» TO DO:
Transcribe the part of the CDK4/6 inhibitor trial text between "First, he said, the" and "curves separate continuously.", inclusive, without changing anything.

(Beginning of SUPPLIED TEXT)

Discussant George Sledge Jr, MD , of Stanford (Calif.) University, offered a few possible explanations for the discrepant results.

First, he said, the hypothesis could be wrong. This seems unlikely since one of the studies was positive at the early time-point of 15.5 months of median follow-up. Long-term results will show whether the IDFS, DRFS, and – most importantly – overall survival curves separate continuously.

Dr. George Sledge Jr.
Another explanation could be that the study designs were different, precluding a uniform outcome across the trials. PALLAS included not only high-risk patients but also a lower-risk subset that was reflective of patients generally seen in clinical practice.

The monarchE trial, on the other hand, included only high-risk patients and, therefore, was weighted toward seeing more early events. Perhaps the monarchE patients had occult metastatic disease already, a setting in which CDK4/6 inhibitors would more likely show value.

Yet another explanation is that a difference between abemaciclib and palbociclib could contribute to the difference in outcomes. This seems unlikely since many trials of various CDK4/6 inhibitors have shown similar outcomes in stage IV breast cancer.

However, Dr. Sledge said that, among the CDK4/6 inhibitors, abemaciclib has relatively greater potency against CDK4 than CDK6. It is also possible that, since abemaciclib and palbociclib are administered according to different schedules (i.e., continuously versus intermittently), “schedule” is playing more of a role in the adjuvant environment than in metastatic disease.

(End of SUPPLIED TEXT)
(Beginning of DATASET ENTRIES)

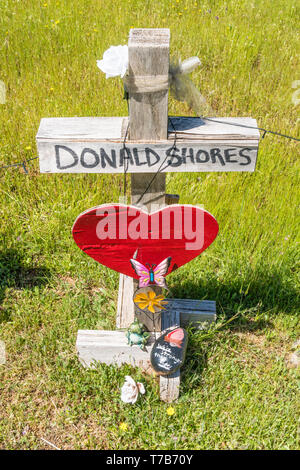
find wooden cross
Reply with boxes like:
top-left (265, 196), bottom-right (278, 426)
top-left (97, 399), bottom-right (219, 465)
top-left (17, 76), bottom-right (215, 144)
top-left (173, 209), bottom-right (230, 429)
top-left (37, 29), bottom-right (259, 402)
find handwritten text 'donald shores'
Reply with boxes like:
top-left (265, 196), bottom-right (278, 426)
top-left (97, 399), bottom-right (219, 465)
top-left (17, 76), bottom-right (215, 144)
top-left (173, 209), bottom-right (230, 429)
top-left (40, 143), bottom-right (257, 173)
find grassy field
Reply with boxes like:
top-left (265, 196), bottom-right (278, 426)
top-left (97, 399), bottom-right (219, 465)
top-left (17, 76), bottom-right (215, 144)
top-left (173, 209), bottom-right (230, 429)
top-left (0, 0), bottom-right (300, 450)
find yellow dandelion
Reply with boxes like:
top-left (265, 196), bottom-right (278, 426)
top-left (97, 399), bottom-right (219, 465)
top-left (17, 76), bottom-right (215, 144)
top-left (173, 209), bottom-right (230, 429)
top-left (134, 290), bottom-right (168, 313)
top-left (119, 423), bottom-right (128, 432)
top-left (167, 406), bottom-right (175, 416)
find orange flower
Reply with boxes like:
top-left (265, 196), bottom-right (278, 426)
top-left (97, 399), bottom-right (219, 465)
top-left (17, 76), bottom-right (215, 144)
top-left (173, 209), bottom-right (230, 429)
top-left (134, 290), bottom-right (168, 313)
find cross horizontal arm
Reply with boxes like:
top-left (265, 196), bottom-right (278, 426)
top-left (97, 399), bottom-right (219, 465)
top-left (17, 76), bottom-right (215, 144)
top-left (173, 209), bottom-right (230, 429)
top-left (37, 117), bottom-right (259, 173)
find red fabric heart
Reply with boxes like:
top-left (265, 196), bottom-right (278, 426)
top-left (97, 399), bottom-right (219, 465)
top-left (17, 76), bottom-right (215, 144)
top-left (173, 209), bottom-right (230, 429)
top-left (72, 204), bottom-right (219, 279)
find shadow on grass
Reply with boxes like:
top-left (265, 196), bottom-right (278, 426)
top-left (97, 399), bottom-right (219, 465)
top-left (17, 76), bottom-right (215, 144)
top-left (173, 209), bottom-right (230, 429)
top-left (172, 270), bottom-right (300, 331)
top-left (0, 250), bottom-right (50, 323)
top-left (172, 271), bottom-right (300, 392)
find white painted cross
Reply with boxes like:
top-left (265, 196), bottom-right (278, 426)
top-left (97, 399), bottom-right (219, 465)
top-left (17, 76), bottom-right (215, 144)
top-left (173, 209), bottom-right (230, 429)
top-left (37, 29), bottom-right (259, 401)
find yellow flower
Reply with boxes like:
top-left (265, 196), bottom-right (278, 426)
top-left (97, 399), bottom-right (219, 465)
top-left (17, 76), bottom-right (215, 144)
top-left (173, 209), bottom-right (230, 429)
top-left (167, 406), bottom-right (175, 416)
top-left (119, 423), bottom-right (128, 432)
top-left (134, 290), bottom-right (168, 313)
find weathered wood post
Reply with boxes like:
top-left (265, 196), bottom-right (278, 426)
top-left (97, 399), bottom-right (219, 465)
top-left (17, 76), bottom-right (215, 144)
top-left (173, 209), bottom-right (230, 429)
top-left (117, 29), bottom-right (170, 331)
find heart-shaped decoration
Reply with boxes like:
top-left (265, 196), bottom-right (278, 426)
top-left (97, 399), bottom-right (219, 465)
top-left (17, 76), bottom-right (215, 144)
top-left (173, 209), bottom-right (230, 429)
top-left (72, 204), bottom-right (219, 279)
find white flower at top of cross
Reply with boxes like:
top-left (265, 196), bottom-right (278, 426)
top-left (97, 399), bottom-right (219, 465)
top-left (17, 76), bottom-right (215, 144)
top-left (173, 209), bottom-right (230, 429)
top-left (121, 375), bottom-right (145, 404)
top-left (97, 45), bottom-right (128, 78)
top-left (180, 56), bottom-right (201, 75)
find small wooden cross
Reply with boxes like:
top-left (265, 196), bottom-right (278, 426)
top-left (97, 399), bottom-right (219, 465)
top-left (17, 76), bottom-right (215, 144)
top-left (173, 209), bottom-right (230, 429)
top-left (37, 29), bottom-right (259, 402)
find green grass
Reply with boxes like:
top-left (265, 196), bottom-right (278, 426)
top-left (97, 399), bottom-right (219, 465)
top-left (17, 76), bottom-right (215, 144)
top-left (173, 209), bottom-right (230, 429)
top-left (0, 0), bottom-right (299, 450)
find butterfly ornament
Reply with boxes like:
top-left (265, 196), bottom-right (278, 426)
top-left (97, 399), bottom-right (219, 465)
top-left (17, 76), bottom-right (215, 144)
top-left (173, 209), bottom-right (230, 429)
top-left (130, 256), bottom-right (171, 289)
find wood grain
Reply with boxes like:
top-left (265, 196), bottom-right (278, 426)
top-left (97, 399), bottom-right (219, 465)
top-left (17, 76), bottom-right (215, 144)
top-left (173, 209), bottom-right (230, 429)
top-left (37, 118), bottom-right (259, 174)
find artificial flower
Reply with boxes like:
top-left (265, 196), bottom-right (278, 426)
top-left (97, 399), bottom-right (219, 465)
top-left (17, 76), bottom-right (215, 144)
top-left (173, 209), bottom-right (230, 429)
top-left (97, 45), bottom-right (128, 78)
top-left (134, 290), bottom-right (168, 313)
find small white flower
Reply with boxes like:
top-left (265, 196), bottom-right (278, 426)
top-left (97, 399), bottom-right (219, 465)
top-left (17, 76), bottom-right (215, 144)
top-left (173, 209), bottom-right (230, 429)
top-left (97, 45), bottom-right (128, 78)
top-left (121, 375), bottom-right (145, 404)
top-left (180, 56), bottom-right (201, 74)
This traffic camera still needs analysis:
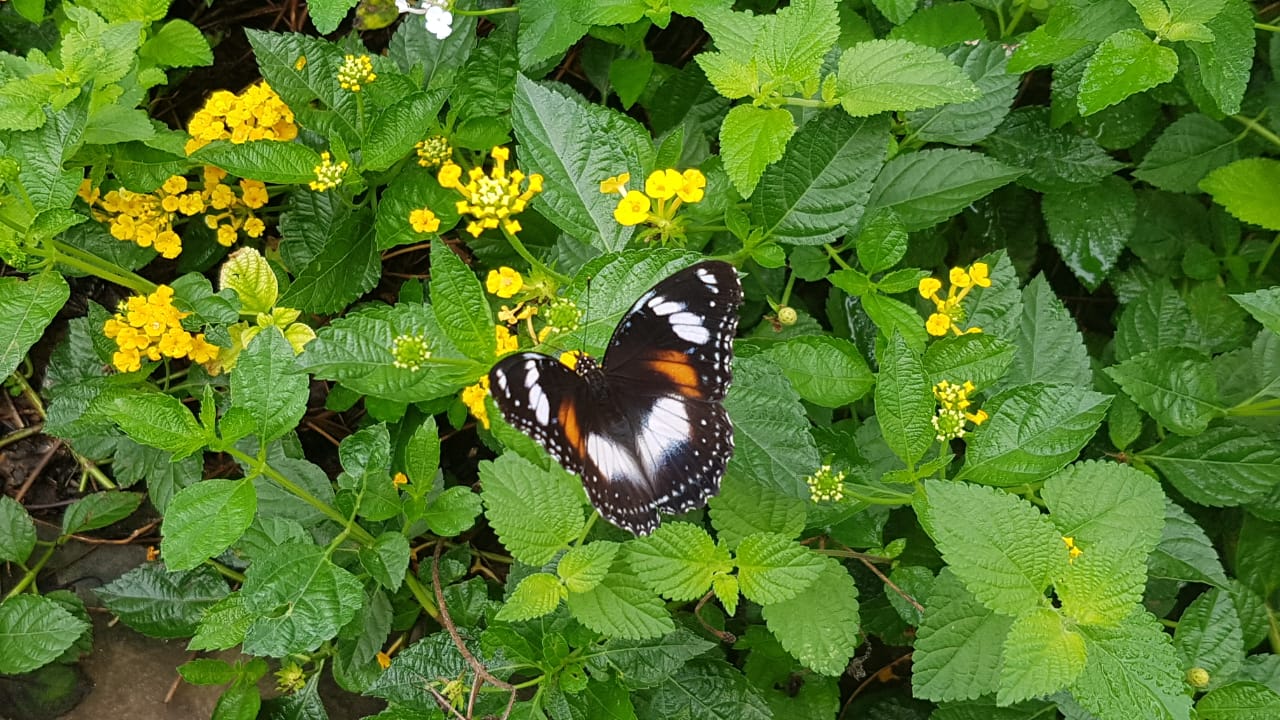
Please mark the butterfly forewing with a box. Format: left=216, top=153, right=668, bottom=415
left=489, top=261, right=742, bottom=534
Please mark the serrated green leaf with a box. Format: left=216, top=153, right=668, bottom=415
left=763, top=557, right=861, bottom=678
left=956, top=383, right=1110, bottom=487
left=241, top=543, right=365, bottom=657
left=230, top=328, right=310, bottom=446
left=719, top=105, right=796, bottom=197
left=160, top=480, right=257, bottom=570
left=95, top=562, right=228, bottom=638
left=0, top=594, right=90, bottom=675
left=996, top=607, right=1084, bottom=705
left=480, top=452, right=582, bottom=566
left=838, top=40, right=980, bottom=117
left=1139, top=425, right=1280, bottom=507
left=911, top=569, right=1014, bottom=696
left=925, top=480, right=1068, bottom=616
left=735, top=533, right=826, bottom=606
left=626, top=523, right=733, bottom=602
left=1199, top=158, right=1280, bottom=231
left=764, top=336, right=876, bottom=407
left=868, top=149, right=1023, bottom=231
left=751, top=110, right=888, bottom=245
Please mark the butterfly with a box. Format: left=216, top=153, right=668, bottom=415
left=489, top=260, right=742, bottom=536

(End of DATASET ENTRIES)

» RESPONSE:
First, he said, the hypothesis could be wrong. This seems unlikely since one of the studies was positive at the early time-point of 15.5 months of median follow-up. Long-term results will show whether the IDFS, DRFS, and – most importantly – overall survival curves separate continuously.